Let’s do a little experiment.  Let’s say you work for a company that is putting together a company picnic.  The company is paying the tab for all 20 employees attending.  And you get a company credit card to buy the food with no restrictions given.  What are you going to buy?  Hotdogs and hamburgers?  Or filet mignon?  Now, later in the summer, you’re having a family BBQ.  There’ll be 20 people in all.  But this time you’re paying the entire bill.  What are you going to buy?  Hotdogs and hamburgers?  Or filet mignon?  Chances are that you’ll be eating different food at these events.

The Price Mechanism doesn’t work if someone else Pays our Bills

Do you see how having someone else pay for your benefits affects your purchasing decisions?  You’ll be enjoying filet mignon on the company’s dime.  But you’ll be satisfied with hotdogs and hamburgers on your dime.  This is the problem in post World War II health care.  There are no market forces anymore in health care.  Someone else is paying for your benefits.  So you don’t care what the costs are.  So you’ll never object to getting the filet mignon of health care benefits.  Even if you’re a single guy.  And your employer is paying for insurance that includes breast and cervix exams.  If you were paying the full cost of your health insurance bill, though, you probably would not pay for breast and cervix exams.  Sure, they’re nice.  But as a guy you would probably never use these benefits.  So you probably wouldn’t pay for them.

This is a big reason why health care costs are so out of control today.  There are no market forces in play to control costs.  Other people pay for our benefits.  So we never ask, “Can I afford this?”  Which everyone does before hiring a plumber.  Dr. Gratzer, a physician and senior fellow at the Manhattan Institute, wrote that Americans pay only twelve cents for every dollar of health care services they receive.  Which means 88% of the American health care is already socialized medicine.  In other words, other people pay for 88% of an American’s health care.  And when other people are paying, how often do you ask, “How much does this cost?”

• • • • •

**What the exercise asks**
From the passage on health care costs, print everything from "Let’s do a little" down to "at these events.", unchanged.

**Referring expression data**
• • • • •

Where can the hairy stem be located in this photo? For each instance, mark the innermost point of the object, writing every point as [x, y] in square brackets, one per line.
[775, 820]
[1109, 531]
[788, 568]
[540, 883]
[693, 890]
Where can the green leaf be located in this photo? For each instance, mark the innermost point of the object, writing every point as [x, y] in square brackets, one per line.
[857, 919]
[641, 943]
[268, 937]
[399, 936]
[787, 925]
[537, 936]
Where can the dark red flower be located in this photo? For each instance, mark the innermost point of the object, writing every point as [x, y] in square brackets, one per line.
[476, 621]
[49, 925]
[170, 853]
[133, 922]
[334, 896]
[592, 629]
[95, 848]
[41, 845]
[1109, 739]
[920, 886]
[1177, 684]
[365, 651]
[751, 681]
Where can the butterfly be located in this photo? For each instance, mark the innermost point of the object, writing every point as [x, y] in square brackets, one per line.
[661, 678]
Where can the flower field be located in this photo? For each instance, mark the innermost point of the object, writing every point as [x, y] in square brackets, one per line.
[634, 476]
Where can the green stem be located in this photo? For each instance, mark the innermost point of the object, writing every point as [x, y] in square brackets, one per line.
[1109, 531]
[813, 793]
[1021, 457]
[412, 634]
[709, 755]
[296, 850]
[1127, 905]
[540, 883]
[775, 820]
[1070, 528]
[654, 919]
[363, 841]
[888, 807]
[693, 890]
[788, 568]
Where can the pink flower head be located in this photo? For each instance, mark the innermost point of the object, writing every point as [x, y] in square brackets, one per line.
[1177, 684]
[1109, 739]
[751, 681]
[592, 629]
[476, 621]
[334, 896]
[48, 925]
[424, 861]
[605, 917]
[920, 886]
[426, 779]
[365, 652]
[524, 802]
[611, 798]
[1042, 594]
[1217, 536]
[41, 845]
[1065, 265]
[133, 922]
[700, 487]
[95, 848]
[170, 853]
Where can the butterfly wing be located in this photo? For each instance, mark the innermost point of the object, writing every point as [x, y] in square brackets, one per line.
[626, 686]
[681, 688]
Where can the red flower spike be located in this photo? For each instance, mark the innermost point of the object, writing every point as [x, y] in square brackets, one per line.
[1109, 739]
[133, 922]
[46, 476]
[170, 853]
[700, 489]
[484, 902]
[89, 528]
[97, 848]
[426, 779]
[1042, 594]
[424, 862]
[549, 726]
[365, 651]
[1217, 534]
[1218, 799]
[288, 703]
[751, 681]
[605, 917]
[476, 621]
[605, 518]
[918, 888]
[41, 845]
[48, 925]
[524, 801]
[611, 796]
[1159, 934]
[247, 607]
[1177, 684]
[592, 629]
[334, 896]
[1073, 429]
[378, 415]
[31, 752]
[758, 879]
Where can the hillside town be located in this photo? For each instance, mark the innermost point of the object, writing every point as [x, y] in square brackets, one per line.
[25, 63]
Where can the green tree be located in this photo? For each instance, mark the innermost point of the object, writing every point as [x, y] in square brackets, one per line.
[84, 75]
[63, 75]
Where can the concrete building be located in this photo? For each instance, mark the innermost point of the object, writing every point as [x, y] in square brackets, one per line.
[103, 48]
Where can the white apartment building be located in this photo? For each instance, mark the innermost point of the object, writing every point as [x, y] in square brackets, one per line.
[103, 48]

• • • • •

**Expected answer**
Let’s do a little experiment.  Let’s say you work for a company that is putting together a company picnic.  The company is paying the tab for all 20 employees attending.  And you get a company credit card to buy the food with no restrictions given.  What are you going to buy?  Hotdogs and hamburgers?  Or filet mignon?  Now, later in the summer, you’re having a family BBQ.  There’ll be 20 people in all.  But this time you’re paying the entire bill.  What are you going to buy?  Hotdogs and hamburgers?  Or filet mignon?  Chances are that you’ll be eating different food at these events.